YOUR ASSIGNMENT: Produce as output only the lines below starting at the line with "point(141, 115)" and continuing through the line with "point(259, 252)", each one exactly as written.

==============================

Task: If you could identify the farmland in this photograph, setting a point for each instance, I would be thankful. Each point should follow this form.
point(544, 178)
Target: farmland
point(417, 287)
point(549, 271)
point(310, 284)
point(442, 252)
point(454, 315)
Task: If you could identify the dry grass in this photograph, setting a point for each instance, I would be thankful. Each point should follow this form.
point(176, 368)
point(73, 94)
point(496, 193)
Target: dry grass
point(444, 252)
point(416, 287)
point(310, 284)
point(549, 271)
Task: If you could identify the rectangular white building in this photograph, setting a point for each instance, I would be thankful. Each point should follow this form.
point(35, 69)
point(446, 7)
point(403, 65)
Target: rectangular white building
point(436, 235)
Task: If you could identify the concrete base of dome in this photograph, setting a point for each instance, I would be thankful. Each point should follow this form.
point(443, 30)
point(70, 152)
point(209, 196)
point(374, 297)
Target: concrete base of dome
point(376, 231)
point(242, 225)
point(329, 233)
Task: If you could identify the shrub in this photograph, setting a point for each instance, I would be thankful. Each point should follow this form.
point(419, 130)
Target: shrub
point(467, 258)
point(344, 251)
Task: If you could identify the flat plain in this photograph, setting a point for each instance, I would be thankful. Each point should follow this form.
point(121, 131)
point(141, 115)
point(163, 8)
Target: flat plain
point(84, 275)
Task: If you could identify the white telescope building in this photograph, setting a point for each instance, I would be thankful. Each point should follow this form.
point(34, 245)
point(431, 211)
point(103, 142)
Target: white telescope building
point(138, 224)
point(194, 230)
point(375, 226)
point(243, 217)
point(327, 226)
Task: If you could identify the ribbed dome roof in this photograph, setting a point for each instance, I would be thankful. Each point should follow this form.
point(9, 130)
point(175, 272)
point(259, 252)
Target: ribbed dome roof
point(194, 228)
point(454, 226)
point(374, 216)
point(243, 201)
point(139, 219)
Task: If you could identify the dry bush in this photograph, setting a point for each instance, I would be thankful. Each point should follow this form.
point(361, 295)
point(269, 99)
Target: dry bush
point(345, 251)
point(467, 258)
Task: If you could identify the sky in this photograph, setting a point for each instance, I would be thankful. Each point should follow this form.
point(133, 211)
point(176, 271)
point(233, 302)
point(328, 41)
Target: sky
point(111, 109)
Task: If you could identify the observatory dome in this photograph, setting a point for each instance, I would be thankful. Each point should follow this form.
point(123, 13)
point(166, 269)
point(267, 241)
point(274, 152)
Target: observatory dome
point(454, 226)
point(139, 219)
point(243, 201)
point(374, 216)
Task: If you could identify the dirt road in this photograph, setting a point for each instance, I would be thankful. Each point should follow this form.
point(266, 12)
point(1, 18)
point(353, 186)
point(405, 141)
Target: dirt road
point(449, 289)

==============================

ANSWER SPACE:
point(141, 115)
point(163, 8)
Target: flat plain
point(84, 275)
Task: If you could identify the white telescope building in this photograph, setting a point for each instance, I would be thankful. Each point should follow this form.
point(34, 245)
point(431, 211)
point(103, 142)
Target: white telescope building
point(138, 224)
point(194, 230)
point(375, 226)
point(243, 217)
point(327, 226)
Task: If you could identify the ribbed dome roof in this photograph, setting a point for each instance, I would be thankful. Each point should follow this form.
point(9, 130)
point(175, 272)
point(259, 252)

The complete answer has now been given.